Saved data entries:
::::::::::
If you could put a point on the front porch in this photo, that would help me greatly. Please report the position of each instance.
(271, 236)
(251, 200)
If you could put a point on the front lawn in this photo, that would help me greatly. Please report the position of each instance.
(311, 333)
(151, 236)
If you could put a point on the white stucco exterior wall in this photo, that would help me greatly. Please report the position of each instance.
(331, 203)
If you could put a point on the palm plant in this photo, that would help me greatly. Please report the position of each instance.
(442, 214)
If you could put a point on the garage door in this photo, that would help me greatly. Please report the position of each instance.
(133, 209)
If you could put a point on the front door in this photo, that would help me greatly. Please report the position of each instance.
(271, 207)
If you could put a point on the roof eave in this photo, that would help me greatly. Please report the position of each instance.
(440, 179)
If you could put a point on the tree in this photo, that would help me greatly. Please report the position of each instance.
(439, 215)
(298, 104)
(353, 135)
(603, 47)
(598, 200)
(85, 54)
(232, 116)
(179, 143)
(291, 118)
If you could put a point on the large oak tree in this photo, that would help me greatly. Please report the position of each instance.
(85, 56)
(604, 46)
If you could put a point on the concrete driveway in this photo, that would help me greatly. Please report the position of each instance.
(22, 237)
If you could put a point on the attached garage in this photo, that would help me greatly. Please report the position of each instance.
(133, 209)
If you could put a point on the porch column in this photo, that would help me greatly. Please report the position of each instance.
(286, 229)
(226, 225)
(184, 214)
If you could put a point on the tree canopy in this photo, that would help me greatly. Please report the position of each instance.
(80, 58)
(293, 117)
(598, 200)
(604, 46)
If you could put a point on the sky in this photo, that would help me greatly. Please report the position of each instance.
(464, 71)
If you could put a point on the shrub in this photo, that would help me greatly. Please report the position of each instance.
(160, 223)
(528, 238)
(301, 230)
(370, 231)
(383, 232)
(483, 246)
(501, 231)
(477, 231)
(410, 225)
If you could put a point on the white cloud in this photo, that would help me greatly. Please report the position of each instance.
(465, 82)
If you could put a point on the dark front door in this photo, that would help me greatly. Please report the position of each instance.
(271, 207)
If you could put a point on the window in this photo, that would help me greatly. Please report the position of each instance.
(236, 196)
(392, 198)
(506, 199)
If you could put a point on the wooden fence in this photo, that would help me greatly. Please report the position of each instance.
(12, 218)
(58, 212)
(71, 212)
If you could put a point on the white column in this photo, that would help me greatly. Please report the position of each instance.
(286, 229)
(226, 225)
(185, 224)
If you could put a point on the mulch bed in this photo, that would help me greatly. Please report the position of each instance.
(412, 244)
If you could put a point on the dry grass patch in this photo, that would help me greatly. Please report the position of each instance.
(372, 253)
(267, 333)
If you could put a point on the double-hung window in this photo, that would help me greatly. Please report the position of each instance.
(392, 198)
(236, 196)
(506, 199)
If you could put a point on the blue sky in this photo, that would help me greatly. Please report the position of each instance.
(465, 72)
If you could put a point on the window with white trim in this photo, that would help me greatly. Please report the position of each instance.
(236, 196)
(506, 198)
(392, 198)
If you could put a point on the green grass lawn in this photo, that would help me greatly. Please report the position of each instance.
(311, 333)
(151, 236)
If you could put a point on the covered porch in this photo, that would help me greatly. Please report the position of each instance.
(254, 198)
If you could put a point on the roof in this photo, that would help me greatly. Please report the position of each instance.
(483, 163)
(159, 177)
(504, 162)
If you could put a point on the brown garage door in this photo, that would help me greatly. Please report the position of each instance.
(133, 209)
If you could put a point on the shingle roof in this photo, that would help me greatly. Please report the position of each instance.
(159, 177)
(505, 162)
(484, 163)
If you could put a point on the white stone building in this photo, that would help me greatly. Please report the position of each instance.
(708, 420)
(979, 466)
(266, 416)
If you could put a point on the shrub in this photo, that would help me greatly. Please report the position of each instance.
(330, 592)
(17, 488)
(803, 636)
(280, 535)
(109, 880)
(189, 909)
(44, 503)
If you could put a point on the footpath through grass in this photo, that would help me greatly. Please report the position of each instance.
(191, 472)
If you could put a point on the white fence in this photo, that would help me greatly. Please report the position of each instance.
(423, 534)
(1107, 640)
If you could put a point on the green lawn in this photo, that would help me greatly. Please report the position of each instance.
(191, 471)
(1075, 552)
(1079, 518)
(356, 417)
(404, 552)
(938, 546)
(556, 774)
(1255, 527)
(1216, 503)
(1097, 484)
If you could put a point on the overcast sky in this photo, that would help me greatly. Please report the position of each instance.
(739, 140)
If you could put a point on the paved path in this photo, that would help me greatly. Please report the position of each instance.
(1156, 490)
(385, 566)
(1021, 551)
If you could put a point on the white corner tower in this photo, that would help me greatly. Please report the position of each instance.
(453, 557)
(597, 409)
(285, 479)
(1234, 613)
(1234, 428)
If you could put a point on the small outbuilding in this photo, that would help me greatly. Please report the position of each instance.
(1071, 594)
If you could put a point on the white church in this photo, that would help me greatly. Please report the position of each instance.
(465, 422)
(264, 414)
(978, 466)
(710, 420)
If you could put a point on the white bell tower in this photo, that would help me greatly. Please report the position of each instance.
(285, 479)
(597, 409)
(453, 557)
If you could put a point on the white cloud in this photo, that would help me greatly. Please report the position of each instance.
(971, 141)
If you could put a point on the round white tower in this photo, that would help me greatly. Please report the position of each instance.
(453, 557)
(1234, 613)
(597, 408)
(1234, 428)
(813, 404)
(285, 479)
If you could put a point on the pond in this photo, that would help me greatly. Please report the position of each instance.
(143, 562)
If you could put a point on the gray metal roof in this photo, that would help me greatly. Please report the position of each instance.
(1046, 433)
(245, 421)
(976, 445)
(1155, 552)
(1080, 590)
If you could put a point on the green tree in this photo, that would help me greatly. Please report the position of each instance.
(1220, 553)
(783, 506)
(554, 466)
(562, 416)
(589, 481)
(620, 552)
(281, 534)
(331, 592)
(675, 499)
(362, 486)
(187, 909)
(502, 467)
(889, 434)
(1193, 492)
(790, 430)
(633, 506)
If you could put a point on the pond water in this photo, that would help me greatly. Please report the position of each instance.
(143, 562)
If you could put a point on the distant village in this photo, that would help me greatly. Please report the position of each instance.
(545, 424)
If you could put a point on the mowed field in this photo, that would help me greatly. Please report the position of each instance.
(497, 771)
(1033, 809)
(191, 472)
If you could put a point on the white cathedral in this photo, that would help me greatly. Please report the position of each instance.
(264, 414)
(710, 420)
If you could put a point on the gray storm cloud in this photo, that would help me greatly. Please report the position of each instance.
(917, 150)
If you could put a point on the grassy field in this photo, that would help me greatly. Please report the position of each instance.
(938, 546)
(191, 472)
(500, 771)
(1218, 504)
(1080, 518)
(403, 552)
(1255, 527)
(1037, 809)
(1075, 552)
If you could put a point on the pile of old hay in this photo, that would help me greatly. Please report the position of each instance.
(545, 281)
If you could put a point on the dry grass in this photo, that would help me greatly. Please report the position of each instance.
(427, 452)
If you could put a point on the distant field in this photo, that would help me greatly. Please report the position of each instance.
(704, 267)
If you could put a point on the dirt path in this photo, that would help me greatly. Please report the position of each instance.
::::::::::
**Written request:** Begin with the line containing "If you could put a point on the pile" and repeat each line exactly until the records above end.

**The response:**
If you could put a point on the pile of old hay in this photo, that would help me greatly. Please report the position of each instance.
(545, 281)
If you could put a point on the dry grass in this photo, that would help me greatly. Please report the position of each instance.
(427, 452)
If you could put a point on the distant field in this photo, that would help me greatly. Please report the position of each instance.
(704, 267)
If you could put a point on the dirt path in this photo, that would help me greatly. Please report the position of each instance.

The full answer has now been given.